Required work
Below are some records; retype all of them exactly.
>> BEGIN Supplied records
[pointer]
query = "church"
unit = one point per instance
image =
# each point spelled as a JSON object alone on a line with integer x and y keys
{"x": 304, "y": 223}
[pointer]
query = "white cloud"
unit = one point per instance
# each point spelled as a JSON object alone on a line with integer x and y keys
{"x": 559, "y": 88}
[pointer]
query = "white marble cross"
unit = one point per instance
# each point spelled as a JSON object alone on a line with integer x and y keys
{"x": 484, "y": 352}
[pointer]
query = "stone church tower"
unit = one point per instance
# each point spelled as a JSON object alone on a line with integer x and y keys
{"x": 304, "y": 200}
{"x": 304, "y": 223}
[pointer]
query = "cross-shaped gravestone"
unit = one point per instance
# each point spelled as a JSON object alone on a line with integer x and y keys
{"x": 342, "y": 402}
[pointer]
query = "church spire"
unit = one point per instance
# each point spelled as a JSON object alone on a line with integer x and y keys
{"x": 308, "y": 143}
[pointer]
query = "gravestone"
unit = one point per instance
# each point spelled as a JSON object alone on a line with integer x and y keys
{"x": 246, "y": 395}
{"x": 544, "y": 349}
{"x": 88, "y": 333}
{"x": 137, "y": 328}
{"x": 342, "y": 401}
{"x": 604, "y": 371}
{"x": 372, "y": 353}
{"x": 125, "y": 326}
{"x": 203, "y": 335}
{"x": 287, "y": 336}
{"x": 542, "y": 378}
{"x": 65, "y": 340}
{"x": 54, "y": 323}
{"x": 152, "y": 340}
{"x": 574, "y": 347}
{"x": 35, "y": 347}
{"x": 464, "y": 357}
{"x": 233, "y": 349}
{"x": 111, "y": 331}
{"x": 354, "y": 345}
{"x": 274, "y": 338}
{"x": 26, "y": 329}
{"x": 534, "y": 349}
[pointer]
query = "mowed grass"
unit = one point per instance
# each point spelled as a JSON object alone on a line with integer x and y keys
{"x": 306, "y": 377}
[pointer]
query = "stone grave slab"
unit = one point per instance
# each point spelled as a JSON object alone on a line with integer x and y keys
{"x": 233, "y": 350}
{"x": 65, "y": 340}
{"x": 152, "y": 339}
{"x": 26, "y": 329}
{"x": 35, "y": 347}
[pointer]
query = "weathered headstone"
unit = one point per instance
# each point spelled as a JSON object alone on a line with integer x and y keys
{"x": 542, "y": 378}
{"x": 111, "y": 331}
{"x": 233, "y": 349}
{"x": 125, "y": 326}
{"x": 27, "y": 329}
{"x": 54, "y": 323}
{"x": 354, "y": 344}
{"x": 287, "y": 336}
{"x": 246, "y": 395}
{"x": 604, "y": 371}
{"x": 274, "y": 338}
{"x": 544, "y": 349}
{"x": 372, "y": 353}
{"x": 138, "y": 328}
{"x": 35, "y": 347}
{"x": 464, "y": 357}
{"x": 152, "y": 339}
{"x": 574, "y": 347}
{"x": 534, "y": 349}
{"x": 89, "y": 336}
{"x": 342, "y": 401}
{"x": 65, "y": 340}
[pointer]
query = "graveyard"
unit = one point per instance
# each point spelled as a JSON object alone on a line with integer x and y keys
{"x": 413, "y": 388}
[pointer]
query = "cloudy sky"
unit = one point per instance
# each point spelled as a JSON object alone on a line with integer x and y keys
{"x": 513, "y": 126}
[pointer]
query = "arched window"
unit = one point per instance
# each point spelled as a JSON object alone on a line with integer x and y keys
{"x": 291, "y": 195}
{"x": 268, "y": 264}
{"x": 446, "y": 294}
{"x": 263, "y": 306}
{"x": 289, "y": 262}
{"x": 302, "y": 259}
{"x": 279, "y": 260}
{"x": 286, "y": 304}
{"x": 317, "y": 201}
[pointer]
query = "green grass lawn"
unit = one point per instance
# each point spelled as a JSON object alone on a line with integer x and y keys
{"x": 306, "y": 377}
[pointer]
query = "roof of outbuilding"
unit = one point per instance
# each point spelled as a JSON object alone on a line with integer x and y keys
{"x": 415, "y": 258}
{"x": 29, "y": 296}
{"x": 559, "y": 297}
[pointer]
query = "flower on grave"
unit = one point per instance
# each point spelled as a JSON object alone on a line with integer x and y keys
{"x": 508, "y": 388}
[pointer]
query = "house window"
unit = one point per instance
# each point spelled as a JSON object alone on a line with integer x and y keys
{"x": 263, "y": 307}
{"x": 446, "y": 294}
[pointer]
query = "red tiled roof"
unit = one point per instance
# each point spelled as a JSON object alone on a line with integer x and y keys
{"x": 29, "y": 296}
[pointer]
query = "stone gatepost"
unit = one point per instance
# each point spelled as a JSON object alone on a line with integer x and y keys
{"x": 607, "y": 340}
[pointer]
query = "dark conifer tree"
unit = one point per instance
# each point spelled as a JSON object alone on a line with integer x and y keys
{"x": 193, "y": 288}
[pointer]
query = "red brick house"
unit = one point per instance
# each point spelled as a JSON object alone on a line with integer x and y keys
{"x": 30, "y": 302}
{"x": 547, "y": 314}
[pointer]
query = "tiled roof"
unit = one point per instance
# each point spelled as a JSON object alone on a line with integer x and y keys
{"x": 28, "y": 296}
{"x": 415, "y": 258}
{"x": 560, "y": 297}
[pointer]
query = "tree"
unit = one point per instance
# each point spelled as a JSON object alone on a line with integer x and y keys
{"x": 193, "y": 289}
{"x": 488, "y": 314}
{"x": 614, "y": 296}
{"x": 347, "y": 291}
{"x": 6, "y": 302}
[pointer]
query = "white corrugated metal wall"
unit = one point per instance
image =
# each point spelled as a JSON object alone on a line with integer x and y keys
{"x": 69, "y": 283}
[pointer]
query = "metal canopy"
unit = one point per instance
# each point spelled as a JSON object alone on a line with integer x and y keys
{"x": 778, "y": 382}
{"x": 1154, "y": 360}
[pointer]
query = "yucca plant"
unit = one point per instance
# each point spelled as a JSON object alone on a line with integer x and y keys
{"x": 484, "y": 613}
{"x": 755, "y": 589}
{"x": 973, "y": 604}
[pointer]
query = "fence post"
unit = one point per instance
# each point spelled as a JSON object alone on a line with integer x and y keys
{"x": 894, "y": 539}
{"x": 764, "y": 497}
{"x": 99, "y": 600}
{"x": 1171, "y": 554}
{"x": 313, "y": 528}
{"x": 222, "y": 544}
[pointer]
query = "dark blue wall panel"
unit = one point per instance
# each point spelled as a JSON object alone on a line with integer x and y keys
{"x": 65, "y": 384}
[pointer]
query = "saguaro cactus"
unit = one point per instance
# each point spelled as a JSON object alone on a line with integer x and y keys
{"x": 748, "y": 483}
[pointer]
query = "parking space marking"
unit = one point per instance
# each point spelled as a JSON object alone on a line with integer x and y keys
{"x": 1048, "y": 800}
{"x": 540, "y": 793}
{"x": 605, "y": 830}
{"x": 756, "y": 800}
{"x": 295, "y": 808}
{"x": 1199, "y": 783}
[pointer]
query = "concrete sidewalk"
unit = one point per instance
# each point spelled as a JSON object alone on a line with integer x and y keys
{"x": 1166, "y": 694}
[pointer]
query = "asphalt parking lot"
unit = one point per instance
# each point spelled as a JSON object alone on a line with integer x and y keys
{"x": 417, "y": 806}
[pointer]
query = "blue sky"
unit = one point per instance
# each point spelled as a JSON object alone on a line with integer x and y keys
>> END Supplied records
The reply
[pointer]
query = "church"
unit = one point per instance
image =
# each point spelled as a JSON object alone on a line with integer x and y keys
{"x": 304, "y": 223}
[pointer]
query = "white cloud"
unit = one point per instance
# each point spelled as a JSON object alone on a line with integer x and y keys
{"x": 559, "y": 88}
[pointer]
query = "white marble cross"
unit = one point per instance
# each point spelled as a JSON object alone on a line with integer x and y keys
{"x": 484, "y": 352}
[pointer]
query = "stone church tower"
unit = one point per instance
# each point spelled as a JSON object alone on a line with integer x and y keys
{"x": 304, "y": 200}
{"x": 304, "y": 223}
[pointer]
query = "cross-shaped gravestone"
unit = one point per instance
# each point spelled as a JSON object alone on a line with integer x and y keys
{"x": 342, "y": 402}
[pointer]
query = "church spire"
unit = one point per instance
# each point spelled as a JSON object alone on a line with integer x and y keys
{"x": 308, "y": 143}
[pointer]
query = "gravestone"
unit = one point per instance
# each point spelled as a JSON object alone on a line with integer x and y keys
{"x": 246, "y": 395}
{"x": 544, "y": 349}
{"x": 88, "y": 333}
{"x": 137, "y": 328}
{"x": 342, "y": 401}
{"x": 604, "y": 371}
{"x": 372, "y": 353}
{"x": 125, "y": 326}
{"x": 203, "y": 335}
{"x": 287, "y": 336}
{"x": 542, "y": 378}
{"x": 65, "y": 340}
{"x": 54, "y": 323}
{"x": 152, "y": 340}
{"x": 574, "y": 347}
{"x": 35, "y": 347}
{"x": 464, "y": 357}
{"x": 233, "y": 349}
{"x": 111, "y": 331}
{"x": 354, "y": 345}
{"x": 274, "y": 338}
{"x": 26, "y": 329}
{"x": 534, "y": 349}
[pointer]
query = "mowed grass"
unit = one point per instance
# each point spelled as a JSON object alone on a line with integer x and y keys
{"x": 306, "y": 377}
[pointer]
query = "stone grave slab"
unit = one point per instance
# each point spelled as a JSON object alone on a line with integer x and y keys
{"x": 233, "y": 350}
{"x": 65, "y": 340}
{"x": 152, "y": 339}
{"x": 26, "y": 329}
{"x": 35, "y": 347}
[pointer]
query = "weathered headstone"
unit = one point per instance
# each point spelled as a JSON object alone on a line with integer x and y keys
{"x": 542, "y": 378}
{"x": 111, "y": 331}
{"x": 233, "y": 349}
{"x": 125, "y": 326}
{"x": 27, "y": 329}
{"x": 54, "y": 323}
{"x": 354, "y": 344}
{"x": 287, "y": 336}
{"x": 246, "y": 395}
{"x": 604, "y": 371}
{"x": 274, "y": 338}
{"x": 544, "y": 349}
{"x": 372, "y": 353}
{"x": 138, "y": 328}
{"x": 35, "y": 347}
{"x": 464, "y": 357}
{"x": 152, "y": 339}
{"x": 574, "y": 347}
{"x": 534, "y": 349}
{"x": 89, "y": 336}
{"x": 342, "y": 401}
{"x": 65, "y": 340}
[pointer]
query = "graveyard"
unit = one point per instance
# each point spelled as a JSON object alone on a line with integer x and y keys
{"x": 413, "y": 388}
[pointer]
query = "cloudy sky"
unit = one point per instance
# each point spelled as a JSON object alone on a line with integer x and y keys
{"x": 513, "y": 126}
[pointer]
query = "arched window"
unit = one point per instance
# each point spelled as a JSON object alone on a line with integer x and y keys
{"x": 291, "y": 195}
{"x": 268, "y": 264}
{"x": 446, "y": 294}
{"x": 263, "y": 306}
{"x": 289, "y": 262}
{"x": 302, "y": 259}
{"x": 279, "y": 260}
{"x": 286, "y": 304}
{"x": 317, "y": 201}
[pointer]
query = "green grass lawn"
unit = one point per instance
# each point spelled as a JSON object alone on a line with integer x and y keys
{"x": 306, "y": 377}
[pointer]
query = "roof of outbuilding"
unit = one point per instance
# each point spelled as a JSON object alone on a line with integer x and y keys
{"x": 415, "y": 258}
{"x": 29, "y": 296}
{"x": 559, "y": 297}
[pointer]
query = "flower on grave"
unit = one point per instance
# each point spelled as a JSON object alone on a line with integer x and y keys
{"x": 508, "y": 388}
[pointer]
query = "house window"
unit = one point per instance
# each point spelled as a JSON object alone on a line with integer x and y keys
{"x": 263, "y": 307}
{"x": 446, "y": 294}
[pointer]
query = "red tiled roof"
unit = one point per instance
# each point spelled as a JSON object alone on a line with integer x and y keys
{"x": 29, "y": 296}
[pointer]
query = "stone gatepost"
unit = one point per instance
# each point spelled as a JSON object alone on a line with integer x and y keys
{"x": 607, "y": 340}
[pointer]
query = "dark conifer tree"
unit = one point per instance
# each point spelled as a JSON object alone on a line with integer x and y keys
{"x": 193, "y": 288}
[pointer]
query = "red brick house"
unit = one point per instance
# each point spelled as a JSON object alone on a line with integer x and y keys
{"x": 30, "y": 302}
{"x": 547, "y": 314}
[pointer]
query = "tiled roof"
unit = one point per instance
# each point spelled as a JSON object alone on a line with integer x and y keys
{"x": 28, "y": 296}
{"x": 415, "y": 258}
{"x": 560, "y": 297}
[pointer]
query = "tree"
unit = one point per instance
# each point spelled as a JSON object alone on a line with integer x and y keys
{"x": 193, "y": 289}
{"x": 488, "y": 314}
{"x": 614, "y": 296}
{"x": 347, "y": 291}
{"x": 6, "y": 302}
[pointer]
query = "white corrugated metal wall"
unit = one point per instance
image =
# each point spelled as a JSON object alone on a line with integer x and y keys
{"x": 69, "y": 283}
[pointer]
query = "metal canopy"
unit = one point per instance
# each point spelled as a JSON object alone on a line with integer x and y keys
{"x": 778, "y": 382}
{"x": 1154, "y": 360}
[pointer]
query = "yucca plant"
unit = one point per instance
# each point spelled as a JSON object alone on a line with integer x and y keys
{"x": 484, "y": 613}
{"x": 755, "y": 589}
{"x": 973, "y": 604}
[pointer]
query = "fence post"
unit = one point per instance
# each point spelled as a JSON object alone on a line with integer x and y keys
{"x": 894, "y": 539}
{"x": 764, "y": 497}
{"x": 99, "y": 600}
{"x": 1171, "y": 554}
{"x": 313, "y": 528}
{"x": 222, "y": 544}
[pointer]
query = "dark blue wall panel"
unit = one point per instance
# each point spelled as a JSON object alone on a line with integer x and y keys
{"x": 65, "y": 384}
[pointer]
query = "saguaro cactus"
unit = one point per instance
# each point spelled as a JSON object alone on a line with integer x and y keys
{"x": 748, "y": 483}
[pointer]
query = "parking space marking"
unit = one point per instance
# each point spelled as a JSON object alone on a line with integer x and y keys
{"x": 1048, "y": 800}
{"x": 540, "y": 793}
{"x": 605, "y": 830}
{"x": 756, "y": 800}
{"x": 295, "y": 808}
{"x": 1199, "y": 783}
[pointer]
query = "concrete sidewalk"
unit = one point per instance
# each point spelled as a JSON object alone on a line with integer x and y keys
{"x": 1166, "y": 694}
[pointer]
query = "asphalt parking lot"
unit = one point per instance
# each point spelled as a JSON object alone on a line with integer x and y keys
{"x": 417, "y": 806}
[pointer]
query = "blue sky"
unit = one point per instance
# each point spelled as a JSON object alone on a line with integer x and y keys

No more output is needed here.